§ Problem to solve:
Retype all of the entries word for word.

Coordinate annotation entries:
____________
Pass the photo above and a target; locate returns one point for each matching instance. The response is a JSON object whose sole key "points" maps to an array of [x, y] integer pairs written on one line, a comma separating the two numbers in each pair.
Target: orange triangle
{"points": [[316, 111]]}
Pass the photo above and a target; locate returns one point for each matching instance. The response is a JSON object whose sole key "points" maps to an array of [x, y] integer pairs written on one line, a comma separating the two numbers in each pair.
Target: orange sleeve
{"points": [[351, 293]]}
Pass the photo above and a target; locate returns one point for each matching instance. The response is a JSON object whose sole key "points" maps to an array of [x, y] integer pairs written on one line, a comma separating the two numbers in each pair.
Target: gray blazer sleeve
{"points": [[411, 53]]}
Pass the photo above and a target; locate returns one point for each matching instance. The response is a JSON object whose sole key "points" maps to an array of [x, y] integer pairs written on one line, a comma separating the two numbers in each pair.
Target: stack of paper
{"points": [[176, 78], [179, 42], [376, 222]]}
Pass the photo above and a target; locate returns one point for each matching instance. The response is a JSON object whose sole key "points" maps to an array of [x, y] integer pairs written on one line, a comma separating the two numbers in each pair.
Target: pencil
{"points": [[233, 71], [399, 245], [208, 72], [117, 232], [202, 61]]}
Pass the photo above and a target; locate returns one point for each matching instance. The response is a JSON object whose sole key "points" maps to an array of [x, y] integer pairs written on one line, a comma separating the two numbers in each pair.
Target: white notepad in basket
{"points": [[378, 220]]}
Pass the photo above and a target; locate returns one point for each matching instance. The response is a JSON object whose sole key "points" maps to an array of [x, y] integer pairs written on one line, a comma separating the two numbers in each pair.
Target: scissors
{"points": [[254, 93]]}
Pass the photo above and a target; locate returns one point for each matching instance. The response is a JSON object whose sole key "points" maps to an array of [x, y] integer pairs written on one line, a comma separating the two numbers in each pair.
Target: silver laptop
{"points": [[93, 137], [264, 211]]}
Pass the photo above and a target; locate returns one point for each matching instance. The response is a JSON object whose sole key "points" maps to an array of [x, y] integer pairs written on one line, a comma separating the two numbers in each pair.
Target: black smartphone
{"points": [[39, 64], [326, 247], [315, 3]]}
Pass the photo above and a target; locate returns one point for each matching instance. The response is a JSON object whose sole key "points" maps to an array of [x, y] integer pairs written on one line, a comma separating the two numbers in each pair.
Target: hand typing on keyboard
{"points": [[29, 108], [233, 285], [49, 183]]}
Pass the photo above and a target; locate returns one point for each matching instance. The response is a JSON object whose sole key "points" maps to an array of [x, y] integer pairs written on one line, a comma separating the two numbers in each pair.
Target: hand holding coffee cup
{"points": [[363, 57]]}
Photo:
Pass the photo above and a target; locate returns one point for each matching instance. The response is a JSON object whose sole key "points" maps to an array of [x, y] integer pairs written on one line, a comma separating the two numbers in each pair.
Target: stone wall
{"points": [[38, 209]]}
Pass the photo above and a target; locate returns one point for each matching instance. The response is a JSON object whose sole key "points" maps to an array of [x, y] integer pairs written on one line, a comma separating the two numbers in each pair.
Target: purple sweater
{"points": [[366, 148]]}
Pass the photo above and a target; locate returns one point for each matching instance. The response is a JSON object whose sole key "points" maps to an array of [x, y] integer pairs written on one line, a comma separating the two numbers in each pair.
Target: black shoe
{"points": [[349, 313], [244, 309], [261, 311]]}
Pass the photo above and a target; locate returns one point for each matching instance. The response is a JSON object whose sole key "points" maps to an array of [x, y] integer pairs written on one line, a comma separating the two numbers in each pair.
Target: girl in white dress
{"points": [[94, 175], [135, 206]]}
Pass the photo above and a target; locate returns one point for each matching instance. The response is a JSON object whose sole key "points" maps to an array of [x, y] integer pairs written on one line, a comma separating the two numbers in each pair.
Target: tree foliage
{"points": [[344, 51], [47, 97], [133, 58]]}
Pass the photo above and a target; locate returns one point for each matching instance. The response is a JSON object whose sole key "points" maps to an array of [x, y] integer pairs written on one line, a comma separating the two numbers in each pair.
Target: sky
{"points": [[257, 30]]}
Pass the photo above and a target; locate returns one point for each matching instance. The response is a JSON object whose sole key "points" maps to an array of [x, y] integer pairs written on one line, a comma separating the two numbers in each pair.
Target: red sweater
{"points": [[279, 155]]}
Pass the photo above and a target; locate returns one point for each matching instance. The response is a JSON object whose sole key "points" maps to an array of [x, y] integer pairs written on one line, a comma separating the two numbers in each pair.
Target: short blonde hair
____________
§ Written response:
Pass the photo above and a target; locate returns one point for each matching instance. The response is a JSON object whose sole key "points" maps to an array of [x, y] integer pairs written on one line, a comma separating the two numbers in each pair.
Target: orange triangle
{"points": [[316, 111]]}
Pass the photo above and a target; locate returns one point for each matching instance. The response is a JSON object whose sole key "points" maps to an array of [x, y] integer pairs written on one line, a comma separating the two numbers in each pair.
Target: orange sleeve
{"points": [[351, 293]]}
Pass the photo above and a target; locate returns one point for each matching instance. The response is a JSON object whose sole key "points" maps to an array of [x, y] integer pairs written on one line, a comma separating the two numbers in each pair.
Target: gray blazer sleeve
{"points": [[411, 53]]}
Pass the photo above and a target; locate returns one point for each matching instance. The response is a JSON object whose sole key "points" maps to an array of [x, y] integer pairs written on one line, a comma separating the two numbers in each pair.
Target: stack of paper
{"points": [[176, 78], [179, 42], [376, 222]]}
Pass the photo above and a target; locate returns one point for each matching instance. The response is a JSON object whose sole key "points" maps to an array of [x, y] integer pairs written on one line, a comma separating the two numbers in each pair.
Target: pencil
{"points": [[233, 71], [399, 245], [208, 72], [117, 232], [202, 61]]}
Pass the photo above and a target; locate returns one point for each matching instance. The response is a JSON object whose sole key "points" maps to an array of [x, y] integer pairs written on one line, a comma separating the two numbers in each pair.
Target: white notepad in basket
{"points": [[378, 220]]}
Pass the photo above and a target; locate returns one point for each matching instance. The response is a JSON object whose sole key "points" maps to an array of [x, y] integer pairs written on one line, a comma separating the two numbers in each pair.
Target: scissors
{"points": [[254, 93]]}
Pass the photo above and a target; locate returns one point for each matching instance. The response is a JSON object whose sole key "points" maps to an array of [x, y] integer pairs written on one line, a comma separating the two numbers in each pair.
Target: silver laptop
{"points": [[93, 137], [264, 211]]}
Pass the photo above and a target; locate returns one point for each matching instance. The response is a JSON object whose sole key "points" maps to an array of [x, y] integer pairs written on one line, a comma separating the two numbers in each pair.
Target: black smartphone
{"points": [[39, 64], [326, 247], [315, 3]]}
Pass the photo above and a target; locate returns one point for each matching instance. The response is a JSON object whose sole key "points" maps to an array of [x, y] integer pairs written on one line, a comma separating the two numbers in each pair.
Target: hand typing on keyboard
{"points": [[29, 108], [233, 285], [49, 183]]}
Pass the photo above and a target; locate returns one point for each matching instance. The response is a JSON object whose sole key "points" maps to an array of [x, y] integer pairs written on one line, a comma separating the two numbers in each pair.
Target: hand holding coffee cup
{"points": [[363, 57]]}
Photo:
Pass the photo above and a target; locate returns one point for each matching instance. The response is a JSON object whose sole key "points" maps to an array of [x, y] integer pairs written on one line, a comma separating the two numbers in each pair.
Target: stone wall
{"points": [[38, 209]]}
Pass the photo above and a target; locate returns one point for each matching instance. The response is a JSON object whose sole key "points" maps to an array of [x, y] integer pairs written on one line, a comma separating the two numbers in each pair.
Target: purple sweater
{"points": [[366, 148]]}
Pass the photo above and a target; locate returns one point for each matching instance. The response is a JSON object whose sole key "points" maps to an array of [x, y] integer pairs written on one line, a comma separating the two numbers in each pair.
Target: black shoe
{"points": [[349, 313], [244, 309], [261, 311]]}
Pass the photo above and a target; locate returns one point for each matching instance. The response is a JSON object whose sole key "points" maps to an array of [x, y] integer pairs written on one line, a comma separating the two numbers in each pair.
Target: girl in white dress
{"points": [[94, 175], [135, 206]]}
Pass the photo above and a target; locate returns one point for each matching instance. The response is a JSON object whose sole key "points" maps to an array of [x, y] integer pairs written on one line, a comma separating the two numbers in each pair.
Target: tree foliage
{"points": [[344, 51], [47, 97], [133, 58]]}
Pass the photo above and a target; locate returns one point for each matching instance. The response is a JSON object whose sole key "points" maps to an array of [x, y] integer pairs written on one line, a comma separating the two numbers in each pair.
Target: sky
{"points": [[257, 30]]}
Pass the photo above and a target; locate returns one point for each matching instance. The response is a JSON object whose sole key "points" maps to an array of [x, y] integer pairs written on one line, a comma separating the two numbers in each pair.
Target: red sweater
{"points": [[279, 155]]}
Pass the photo above and a target; locate returns one point for each matching instance. The response is a JSON object whose sole key "points" maps to an array of [x, y] integer pairs written on one line, a comma separating the two numbers in each pair.
Target: short blonde hair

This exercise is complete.